Aufgabe: Übertrage aus der folgenden Liste die Zeilen von der Zeile mit „# test: point to the patchwork“ bis zur Zeile mit „Query: distant mountain range“, beide eingeschlossen, in eine JSON-Liste von Strings mit einem String pro Zeile. Leerzeilen lässt du weg.
─── Liste ───
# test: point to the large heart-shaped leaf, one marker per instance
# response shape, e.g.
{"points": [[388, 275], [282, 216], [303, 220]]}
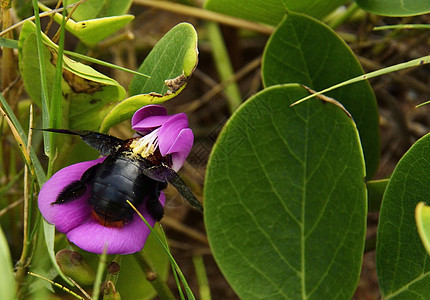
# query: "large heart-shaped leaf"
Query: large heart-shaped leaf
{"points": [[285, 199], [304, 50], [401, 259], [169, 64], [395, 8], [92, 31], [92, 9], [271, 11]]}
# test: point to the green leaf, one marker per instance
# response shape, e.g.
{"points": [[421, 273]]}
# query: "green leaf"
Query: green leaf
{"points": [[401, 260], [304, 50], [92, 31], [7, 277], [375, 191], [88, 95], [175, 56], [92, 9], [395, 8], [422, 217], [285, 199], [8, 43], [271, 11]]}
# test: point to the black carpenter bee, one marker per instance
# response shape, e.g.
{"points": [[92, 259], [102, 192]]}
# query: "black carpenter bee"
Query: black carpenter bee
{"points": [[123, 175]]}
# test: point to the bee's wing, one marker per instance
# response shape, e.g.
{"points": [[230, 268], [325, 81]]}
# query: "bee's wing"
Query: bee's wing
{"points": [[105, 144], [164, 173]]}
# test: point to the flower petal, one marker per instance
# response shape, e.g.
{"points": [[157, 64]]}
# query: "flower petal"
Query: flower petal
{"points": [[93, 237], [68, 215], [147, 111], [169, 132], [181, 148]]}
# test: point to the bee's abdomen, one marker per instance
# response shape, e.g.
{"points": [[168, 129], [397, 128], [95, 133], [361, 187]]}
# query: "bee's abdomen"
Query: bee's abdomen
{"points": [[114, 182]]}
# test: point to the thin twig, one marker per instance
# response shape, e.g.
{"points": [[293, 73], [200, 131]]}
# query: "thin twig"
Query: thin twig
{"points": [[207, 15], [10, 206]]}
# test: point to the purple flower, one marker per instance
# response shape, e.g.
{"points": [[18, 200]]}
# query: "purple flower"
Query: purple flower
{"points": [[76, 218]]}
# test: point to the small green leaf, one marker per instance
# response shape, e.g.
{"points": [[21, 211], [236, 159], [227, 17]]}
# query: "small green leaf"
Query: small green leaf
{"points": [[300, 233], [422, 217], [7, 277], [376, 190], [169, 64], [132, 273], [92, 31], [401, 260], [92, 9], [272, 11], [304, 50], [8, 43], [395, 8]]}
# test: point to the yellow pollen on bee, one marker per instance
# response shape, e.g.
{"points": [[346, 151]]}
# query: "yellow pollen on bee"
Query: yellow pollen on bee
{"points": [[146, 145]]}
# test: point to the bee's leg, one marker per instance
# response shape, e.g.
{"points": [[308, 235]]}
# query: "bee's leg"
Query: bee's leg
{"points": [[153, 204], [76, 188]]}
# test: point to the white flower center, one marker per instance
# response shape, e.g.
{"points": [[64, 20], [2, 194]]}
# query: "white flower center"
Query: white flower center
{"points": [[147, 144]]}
───
─── Liste ───
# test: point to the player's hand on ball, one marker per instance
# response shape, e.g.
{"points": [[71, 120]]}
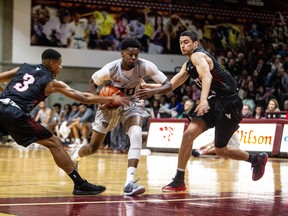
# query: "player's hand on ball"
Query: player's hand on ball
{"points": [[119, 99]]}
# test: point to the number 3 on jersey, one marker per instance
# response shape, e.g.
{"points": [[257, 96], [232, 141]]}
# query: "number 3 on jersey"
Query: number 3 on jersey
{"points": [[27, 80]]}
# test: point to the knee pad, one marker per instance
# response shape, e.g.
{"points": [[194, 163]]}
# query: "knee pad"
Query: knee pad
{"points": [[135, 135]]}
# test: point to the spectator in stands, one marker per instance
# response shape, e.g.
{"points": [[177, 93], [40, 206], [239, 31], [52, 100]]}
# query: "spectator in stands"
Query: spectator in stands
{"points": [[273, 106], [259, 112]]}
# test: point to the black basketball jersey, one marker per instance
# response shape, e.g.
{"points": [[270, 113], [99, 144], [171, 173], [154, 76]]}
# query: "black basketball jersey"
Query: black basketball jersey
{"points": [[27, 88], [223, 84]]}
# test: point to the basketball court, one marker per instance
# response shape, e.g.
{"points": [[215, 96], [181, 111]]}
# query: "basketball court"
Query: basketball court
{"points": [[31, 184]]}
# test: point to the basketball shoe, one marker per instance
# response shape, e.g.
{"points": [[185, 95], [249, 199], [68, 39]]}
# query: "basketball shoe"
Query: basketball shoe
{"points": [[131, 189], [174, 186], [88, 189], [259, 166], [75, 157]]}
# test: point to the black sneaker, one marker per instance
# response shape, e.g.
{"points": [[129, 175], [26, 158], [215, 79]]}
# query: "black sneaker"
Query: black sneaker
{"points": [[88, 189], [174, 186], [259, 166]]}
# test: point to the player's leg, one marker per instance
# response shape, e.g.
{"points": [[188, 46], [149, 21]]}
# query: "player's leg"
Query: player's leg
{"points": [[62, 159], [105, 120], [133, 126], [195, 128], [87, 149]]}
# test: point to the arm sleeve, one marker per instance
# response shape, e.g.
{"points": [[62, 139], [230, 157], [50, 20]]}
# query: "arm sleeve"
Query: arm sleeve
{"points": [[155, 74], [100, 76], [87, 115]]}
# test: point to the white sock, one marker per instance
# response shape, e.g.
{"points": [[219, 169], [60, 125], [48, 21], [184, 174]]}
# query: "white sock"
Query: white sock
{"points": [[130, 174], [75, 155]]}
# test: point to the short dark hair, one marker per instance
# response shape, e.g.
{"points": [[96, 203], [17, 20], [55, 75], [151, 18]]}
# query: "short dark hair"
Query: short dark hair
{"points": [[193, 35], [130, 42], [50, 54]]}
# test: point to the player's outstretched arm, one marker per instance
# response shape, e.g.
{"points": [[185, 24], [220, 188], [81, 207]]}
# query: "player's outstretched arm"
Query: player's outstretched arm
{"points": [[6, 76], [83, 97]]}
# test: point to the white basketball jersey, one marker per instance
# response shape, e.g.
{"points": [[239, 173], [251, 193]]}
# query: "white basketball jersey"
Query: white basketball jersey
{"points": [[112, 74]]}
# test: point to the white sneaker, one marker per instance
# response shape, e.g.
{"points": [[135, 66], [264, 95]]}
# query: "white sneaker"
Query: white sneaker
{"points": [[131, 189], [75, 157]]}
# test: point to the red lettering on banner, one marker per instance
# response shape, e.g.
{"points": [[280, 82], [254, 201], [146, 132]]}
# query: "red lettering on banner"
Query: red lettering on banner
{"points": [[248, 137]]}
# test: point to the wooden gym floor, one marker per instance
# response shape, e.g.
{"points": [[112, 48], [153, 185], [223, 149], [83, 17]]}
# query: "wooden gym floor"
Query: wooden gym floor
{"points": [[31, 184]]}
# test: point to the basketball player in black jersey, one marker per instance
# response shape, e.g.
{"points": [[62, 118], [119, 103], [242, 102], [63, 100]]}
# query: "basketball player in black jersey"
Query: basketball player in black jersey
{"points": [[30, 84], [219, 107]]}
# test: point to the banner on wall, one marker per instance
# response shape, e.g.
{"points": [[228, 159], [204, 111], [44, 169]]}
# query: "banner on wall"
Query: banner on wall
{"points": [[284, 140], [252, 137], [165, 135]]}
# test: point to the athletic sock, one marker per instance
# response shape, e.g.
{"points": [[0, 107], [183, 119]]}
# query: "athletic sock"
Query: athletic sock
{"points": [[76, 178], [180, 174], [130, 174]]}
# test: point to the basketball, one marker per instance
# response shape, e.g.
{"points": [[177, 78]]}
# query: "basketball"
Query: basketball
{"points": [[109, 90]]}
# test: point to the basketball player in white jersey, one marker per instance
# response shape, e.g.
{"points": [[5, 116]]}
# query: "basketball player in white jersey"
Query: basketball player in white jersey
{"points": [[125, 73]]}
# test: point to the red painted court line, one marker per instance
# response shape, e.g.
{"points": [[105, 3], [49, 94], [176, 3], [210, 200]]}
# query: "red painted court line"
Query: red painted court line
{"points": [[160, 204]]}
───
─── Liste ───
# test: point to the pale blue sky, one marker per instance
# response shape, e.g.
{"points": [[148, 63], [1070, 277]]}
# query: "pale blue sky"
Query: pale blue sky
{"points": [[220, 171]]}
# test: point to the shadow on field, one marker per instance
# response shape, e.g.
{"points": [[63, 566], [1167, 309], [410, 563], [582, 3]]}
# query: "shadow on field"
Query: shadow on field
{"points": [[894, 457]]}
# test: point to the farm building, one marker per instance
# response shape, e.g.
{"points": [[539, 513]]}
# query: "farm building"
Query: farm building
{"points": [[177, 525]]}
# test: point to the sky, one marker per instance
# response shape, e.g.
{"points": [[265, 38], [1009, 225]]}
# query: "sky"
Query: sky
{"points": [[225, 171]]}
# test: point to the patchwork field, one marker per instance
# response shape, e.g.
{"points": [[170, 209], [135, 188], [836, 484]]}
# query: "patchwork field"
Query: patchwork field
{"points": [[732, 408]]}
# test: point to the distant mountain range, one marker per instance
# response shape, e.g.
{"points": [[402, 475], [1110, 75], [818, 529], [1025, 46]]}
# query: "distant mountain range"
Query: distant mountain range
───
Lösung unten:
[
  "# test: point to the patchwork field, one marker per instance",
  "# response shape, e.g.",
  "{\"points\": [[170, 209], [135, 188], [836, 484]]}",
  "# query: \"patchwork field\"",
  "Query: patchwork field",
  "{\"points\": [[732, 408]]}",
  "# test: point to the distant mountain range, one marker per instance",
  "# response shape, e.g.",
  "{\"points\": [[402, 475], [1110, 75], [818, 529], [1025, 46]]}",
  "# query: \"distant mountain range\"",
  "Query: distant mountain range"
]